Data to use:

====================

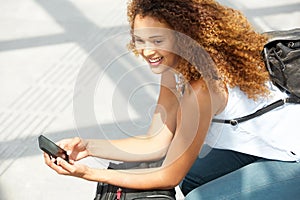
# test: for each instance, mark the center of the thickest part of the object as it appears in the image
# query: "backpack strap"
(259, 112)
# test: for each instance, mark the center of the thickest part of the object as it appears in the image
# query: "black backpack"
(281, 55)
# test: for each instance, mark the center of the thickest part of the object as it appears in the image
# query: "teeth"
(154, 60)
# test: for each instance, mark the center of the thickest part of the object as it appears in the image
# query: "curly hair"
(223, 32)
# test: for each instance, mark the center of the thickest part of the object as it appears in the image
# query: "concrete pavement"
(49, 53)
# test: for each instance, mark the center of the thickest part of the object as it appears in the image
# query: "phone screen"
(51, 148)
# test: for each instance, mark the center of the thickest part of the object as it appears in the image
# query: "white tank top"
(274, 135)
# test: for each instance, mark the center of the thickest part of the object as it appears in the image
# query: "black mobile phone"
(52, 149)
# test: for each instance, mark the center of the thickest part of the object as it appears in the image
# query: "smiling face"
(155, 42)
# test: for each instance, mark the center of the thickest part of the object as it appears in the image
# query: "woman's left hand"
(64, 168)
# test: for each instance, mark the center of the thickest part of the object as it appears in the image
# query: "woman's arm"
(193, 121)
(151, 146)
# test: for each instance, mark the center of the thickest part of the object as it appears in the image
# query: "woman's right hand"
(75, 147)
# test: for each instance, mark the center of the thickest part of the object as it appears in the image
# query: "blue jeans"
(225, 174)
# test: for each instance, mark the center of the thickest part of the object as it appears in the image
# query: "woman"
(177, 38)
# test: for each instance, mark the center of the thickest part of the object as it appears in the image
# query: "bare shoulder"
(213, 95)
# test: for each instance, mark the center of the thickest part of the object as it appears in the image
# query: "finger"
(74, 142)
(47, 158)
(65, 166)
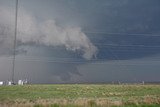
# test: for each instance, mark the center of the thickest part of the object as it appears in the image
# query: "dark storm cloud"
(121, 31)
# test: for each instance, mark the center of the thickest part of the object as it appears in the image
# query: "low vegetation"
(80, 95)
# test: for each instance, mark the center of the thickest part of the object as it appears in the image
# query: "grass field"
(80, 95)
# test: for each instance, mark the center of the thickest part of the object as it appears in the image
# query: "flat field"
(80, 95)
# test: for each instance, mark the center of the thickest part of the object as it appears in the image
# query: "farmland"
(80, 95)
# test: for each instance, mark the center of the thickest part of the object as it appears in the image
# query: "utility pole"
(15, 42)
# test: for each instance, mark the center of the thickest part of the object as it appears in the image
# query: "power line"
(15, 41)
(116, 34)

====================

Goal of the exercise:
Print the listing above in full, exactly as written. Omit any pictures.

Exercise output:
# test: for each instance, mark the center of the thickest part of the object as it appears in the image
# query: "backpack strap"
(259, 112)
# test: for each instance, mark the center of the thickest part of the object as it appears in the image
# query: "black backpack"
(281, 55)
# test: for each instance, mark the center of the thickest part of the object as it appears in the image
# query: "teeth"
(154, 60)
# test: for each instance, mark the center of the thickest part of the object as it appears in the image
# query: "curly hair"
(223, 32)
# test: for each instance, mark the center of the thickest part of the object as it appears in the image
# query: "concrete pavement"
(49, 53)
# test: for each instance, mark the center of the thickest part of the object as it appears in the image
# query: "phone screen"
(51, 148)
# test: for each instance, mark the center of the thickest part of the object as it appears in the image
# query: "white tank top"
(274, 135)
# test: for each instance, mark the center of the thickest part of the object as it appears in the image
# query: "black mobile phone"
(52, 149)
# test: for each instance, mark the center of the thickest part of the object as it appears in the image
# query: "smiling face"
(155, 42)
# test: for each instance, mark the center of the thickest part of the object as it appears in the image
# query: "woman's left hand"
(64, 168)
# test: for each instance, mark the center of the thickest part of the object as it appears in the image
# query: "woman's arm"
(193, 121)
(151, 146)
# test: for each instance, mark the center of the thickest part of the object as it appears in the image
# query: "woman's right hand"
(75, 147)
# test: for each instance, mark the center of the thickest part of the object as it appears in the image
# query: "blue jeans"
(225, 174)
# test: for each instance, mark the center of the thickest part of the object as it appears in the image
# query: "woman"
(177, 38)
# test: for each instance, mark the center of the thickest part of the object as it appears in the image
# query: "bare shoulder"
(213, 95)
# test: for each instance, mark the center of the thickest part of the object as it appears in the image
# query: "finger"
(74, 142)
(47, 158)
(65, 166)
# test: for each instance, mark the center of the thickest part of the object as it appears in the image
# query: "dark storm cloud"
(121, 31)
# test: for each instance, mark the center of the thickest part of the object as it appears in the image
# query: "low vegetation"
(80, 95)
# test: for each instance, mark the center of the thickest part of the object as it appears in the image
# query: "grass field"
(80, 95)
# test: for each instance, mark the center of the thickest part of the object as it appears in the image
# query: "flat field"
(80, 95)
# test: for each instance, mark the center of the thickest part of the object as it appears in the image
# query: "farmland"
(80, 95)
# test: for each instance, mark the center of the thickest part of the object as it appears in the image
# query: "utility pole"
(15, 42)
# test: for each instance, mark the center of the thickest part of the object as it appears in the image
# query: "power line"
(15, 41)
(116, 34)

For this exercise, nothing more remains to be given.